■ **What you will do**: Reproduce the lines of the material starting at the line containing "Target: stepping stone path" and ending at the last line, requests included, offsetting every coordinate in the answers by adding 43 to it.

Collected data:
** Begin **

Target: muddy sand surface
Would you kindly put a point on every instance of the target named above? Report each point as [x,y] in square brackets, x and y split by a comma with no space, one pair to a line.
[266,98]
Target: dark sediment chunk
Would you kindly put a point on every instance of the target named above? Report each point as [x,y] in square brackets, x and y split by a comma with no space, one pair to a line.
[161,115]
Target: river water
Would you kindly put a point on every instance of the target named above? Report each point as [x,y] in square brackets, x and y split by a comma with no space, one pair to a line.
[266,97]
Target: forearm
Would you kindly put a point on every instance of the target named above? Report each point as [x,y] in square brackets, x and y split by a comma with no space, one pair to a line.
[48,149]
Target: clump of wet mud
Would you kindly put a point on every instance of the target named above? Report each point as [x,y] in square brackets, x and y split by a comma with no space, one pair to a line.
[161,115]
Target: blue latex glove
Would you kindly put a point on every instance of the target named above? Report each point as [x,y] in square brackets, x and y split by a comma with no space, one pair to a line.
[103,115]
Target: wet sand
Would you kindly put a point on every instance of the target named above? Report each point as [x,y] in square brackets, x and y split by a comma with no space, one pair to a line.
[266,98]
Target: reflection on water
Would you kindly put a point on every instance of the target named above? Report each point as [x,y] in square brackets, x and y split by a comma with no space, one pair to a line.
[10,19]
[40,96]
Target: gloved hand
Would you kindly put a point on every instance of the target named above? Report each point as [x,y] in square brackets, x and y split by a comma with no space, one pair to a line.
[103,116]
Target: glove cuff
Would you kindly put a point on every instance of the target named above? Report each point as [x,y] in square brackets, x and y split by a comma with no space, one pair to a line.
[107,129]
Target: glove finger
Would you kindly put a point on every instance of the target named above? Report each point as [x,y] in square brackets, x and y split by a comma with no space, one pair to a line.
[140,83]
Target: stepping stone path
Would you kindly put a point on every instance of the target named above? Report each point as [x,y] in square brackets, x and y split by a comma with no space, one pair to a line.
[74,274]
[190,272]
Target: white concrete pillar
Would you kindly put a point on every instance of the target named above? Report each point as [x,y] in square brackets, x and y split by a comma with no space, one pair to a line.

** End **

■ **Complete answer**:
Target: stepping stone path
Would you kindly put a point on every instance of the target named above? Report each point as [x,y] in square brackets, x and y split by a comma with no space, one pair to a line.
[117,317]
[233,315]
Target: white concrete pillar
Would you kindly put a point on every instance of the target named above? Report each point as [x,y] in square brackets, x and y split by a comma with no space, one pair to a line.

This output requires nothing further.